▶ Selected text:
>> start

I've shopped the problem below around a bit and it seems like it might be known, or not that hard to resolve, but so far I've come up empty-handed.

Say that a coloring of the dots of a Ferrers diagram is proper if two dots in the same row or column are never assigned the same color. Given a proper coloring $c$, let $n_i(c)$ denote the number of dots of color $i$, where we index the colors so that $n_1(c) \ge n_2(c) \ge n_3(c) \ge \cdots.$ In other words, $n_i(c)$ is the number of dots colored with the $i$th most common color.

Say that a proper coloring $c$ of a Ferrers diagram $D$ is dominant if, for every proper coloring $c'$ of $D$ and every $i$, $$n_1(c) + n_2(c) + \cdots + n_i(c) \ge n_1(c') + n_2(c') + \cdots + n_i(c').$$

Does a Ferrers diagram always have a dominant proper coloring?

If the answer is yes then the proof is probably not going to be easy because it would imply another conjecture that I think is not easy (see this paper for more details). However, perhaps there's an easy counterexample?

EDIT: I should have said that there are easy counterexamples if the condition that the shape be a Ferrers diagram is relaxed. For example, consider the shape below, where again a proper coloring never assigns the same color to two dots in the same row or column.

>> end

▶ Data extract:
>> start

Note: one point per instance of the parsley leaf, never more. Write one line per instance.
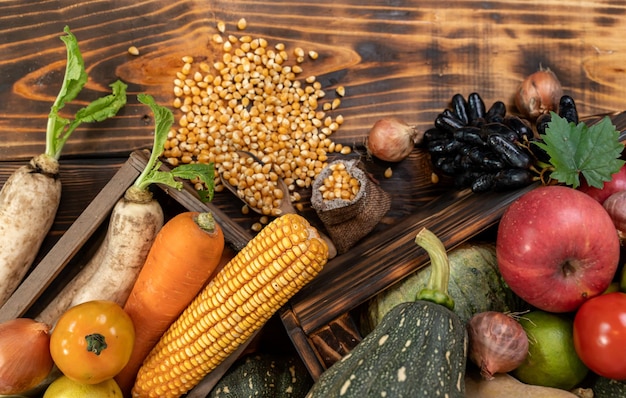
(578, 149)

>> end

▶ Short problem A: Translate this sentence from the question about Ferrers diagrams into French: "Does a Ferrers diagram always have a dominant proper coloring?"
▶ Short problem B: State whether each statement agrees with the question about Ferrers diagrams, answering yes or no and quoting the deciding words: (i) In a proper coloring, two dots in the same column may receive the same color. (ii) The poster has already found a solution after asking others. (iii) Easy counterexamples exist once the shape is not required to be a Ferrers diagram.
▶ Short problem C: Write the next part of the question about Ferrers diagrams, continuing from its final sentence.

▶ Task answer A: Un diagramme de Ferrers admet-il toujours une coloration propre dominante ?

▶ Task answer B:
(i) No: "two dots in the same row or column are never assigned the same color"
(ii) No: "so far I've come up empty-handed"
(iii) Yes: "there are easy counterexamples if the condition that the shape be a Ferrers diagram is relaxed"

▶ Task answer C:
  * *
  **
***
 *
*

By coloring the diagonal all one color, we see that there is a coloring $c$ such that $n_1(c)=5$, $n_2(c)=2$, and $n_3(c)=2$. On the other hand it is easy to see that there is also a coloring $c'$ with $n_1(c')=n_2(c')=4$ and $n_3(c')=1$. But it is also easy to see that there is no coloring $c''$ such that $n_1(c'')\ge n_1(c) = 5$ and $n_1(c'')+n_2(c'') \ge n_1(c')+n_2(c') = 8$, so there is no dominant coloring.

EDIT (18 Nov 2015): I finally got around to writing a program to check small examples. Assuming no bug in my code, there is no counterexample among the ${20 \choose 10}-1$ nonempty Ferrers diagrams that fit inside a $10\times 10$ box. (I could extend this computation a bit further but I'm not sure I see the point.) Although this obviously doesn't rule out some clever manual construction of a large counterexample, this computation gives me some confidence that the answer to my question is yes. If the answer is indeed yes, then that makes the question simultaneously more interesting and harder to resolve.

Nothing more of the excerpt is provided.